▶ [Data provided]:
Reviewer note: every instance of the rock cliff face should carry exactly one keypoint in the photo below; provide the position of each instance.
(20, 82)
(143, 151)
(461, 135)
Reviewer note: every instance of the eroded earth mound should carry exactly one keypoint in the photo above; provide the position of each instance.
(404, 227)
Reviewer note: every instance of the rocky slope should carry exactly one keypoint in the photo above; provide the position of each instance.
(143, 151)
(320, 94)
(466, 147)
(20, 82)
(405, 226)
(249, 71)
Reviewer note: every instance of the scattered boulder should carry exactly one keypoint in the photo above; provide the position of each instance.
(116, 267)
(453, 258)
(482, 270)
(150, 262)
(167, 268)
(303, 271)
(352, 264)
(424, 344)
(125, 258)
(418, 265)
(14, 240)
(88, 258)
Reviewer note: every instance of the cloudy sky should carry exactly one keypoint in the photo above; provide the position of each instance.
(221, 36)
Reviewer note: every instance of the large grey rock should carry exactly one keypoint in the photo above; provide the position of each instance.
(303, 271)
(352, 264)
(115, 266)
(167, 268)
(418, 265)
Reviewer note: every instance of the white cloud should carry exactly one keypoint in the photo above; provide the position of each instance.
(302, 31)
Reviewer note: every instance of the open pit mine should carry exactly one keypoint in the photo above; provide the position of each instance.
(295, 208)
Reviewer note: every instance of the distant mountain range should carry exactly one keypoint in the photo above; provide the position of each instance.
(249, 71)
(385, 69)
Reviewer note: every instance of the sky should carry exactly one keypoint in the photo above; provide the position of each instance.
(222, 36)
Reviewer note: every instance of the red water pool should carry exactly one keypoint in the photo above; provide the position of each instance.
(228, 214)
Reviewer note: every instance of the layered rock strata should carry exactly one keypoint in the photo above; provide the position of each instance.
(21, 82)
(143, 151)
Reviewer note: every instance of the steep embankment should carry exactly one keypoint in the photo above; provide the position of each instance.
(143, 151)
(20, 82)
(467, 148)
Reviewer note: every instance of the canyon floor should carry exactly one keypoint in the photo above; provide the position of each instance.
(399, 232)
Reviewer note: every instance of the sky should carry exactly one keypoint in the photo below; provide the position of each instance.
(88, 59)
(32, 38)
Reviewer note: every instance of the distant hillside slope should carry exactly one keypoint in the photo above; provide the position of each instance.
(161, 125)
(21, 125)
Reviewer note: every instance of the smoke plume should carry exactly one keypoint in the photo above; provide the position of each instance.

▶ [Written problem]: Return the entries above exactly as they appear.

▶ [The completed task]:
Reviewer note: every instance of the rock cliff face should carry exactly one keypoint in the photo below; provide the position of each instance.
(20, 82)
(143, 151)
(461, 135)
Reviewer note: every instance of the eroded earth mound should carry exactly one keypoint in the photo above; provide the position of each instance.
(404, 227)
Reviewer note: every instance of the rocky slope should carry exactly one keypoint in the photo above; provide the position of each instance.
(143, 151)
(320, 94)
(466, 147)
(20, 82)
(405, 226)
(249, 71)
Reviewer note: every instance of the scattered boulder should carry exactly one keypoint in the photo above; provide the position of each instance.
(116, 267)
(453, 258)
(482, 270)
(150, 262)
(167, 268)
(303, 271)
(352, 264)
(424, 344)
(125, 258)
(418, 265)
(14, 240)
(88, 258)
Reviewer note: every instance of the cloudy sky should carry exactly one keypoint in the photo above; provide the position of each instance.
(221, 36)
Reviewer note: every instance of the large grey rock should carry exactly one keypoint in the photo above; provide the position of each instance.
(303, 271)
(352, 264)
(115, 266)
(167, 268)
(418, 265)
Reviewer note: every instance of the white cloud should carry exactly one keypoint in the photo above; provide the position of each instance.
(302, 31)
Reviewer note: every instance of the open pit mine should carry exactly one keypoint in the photo above; provide the position of each instance.
(295, 208)
Reviewer note: every instance of the distant mountain range should carry exactly one keypoint in the photo above; provide the position of each instance.
(249, 71)
(385, 69)
Reviewer note: every instance of the sky should carry exactly one keypoint in the photo above; provide the position of each instance.
(222, 36)
Reviewer note: every instance of the red water pool should carry exactly one keypoint in the photo above; provide the position of each instance.
(228, 214)
Reviewer note: every instance of the layered rock strata should carry exactly one keypoint in the photo above; provide the position of each instance.
(21, 82)
(143, 151)
Reviewer note: every instance of the steep embankment should carry exactly one keypoint in the photo above; provide the position of each instance.
(143, 151)
(20, 82)
(467, 148)
Reviewer note: every instance of the canyon floor should carry exactly one keypoint in the photo above; provide the position of each instance.
(399, 232)
Reviewer note: every instance of the sky should carry exactly one keypoint in the photo below; provide the position of each instance.
(88, 59)
(32, 38)
Reviewer note: every instance of the distant hillside slope should carry exactly one keypoint in the photo above; provide the position of each instance.
(161, 125)
(21, 125)
Reviewer note: every instance of the smoke plume should carry exactly one keypoint in the photo above; provide the position of each instance.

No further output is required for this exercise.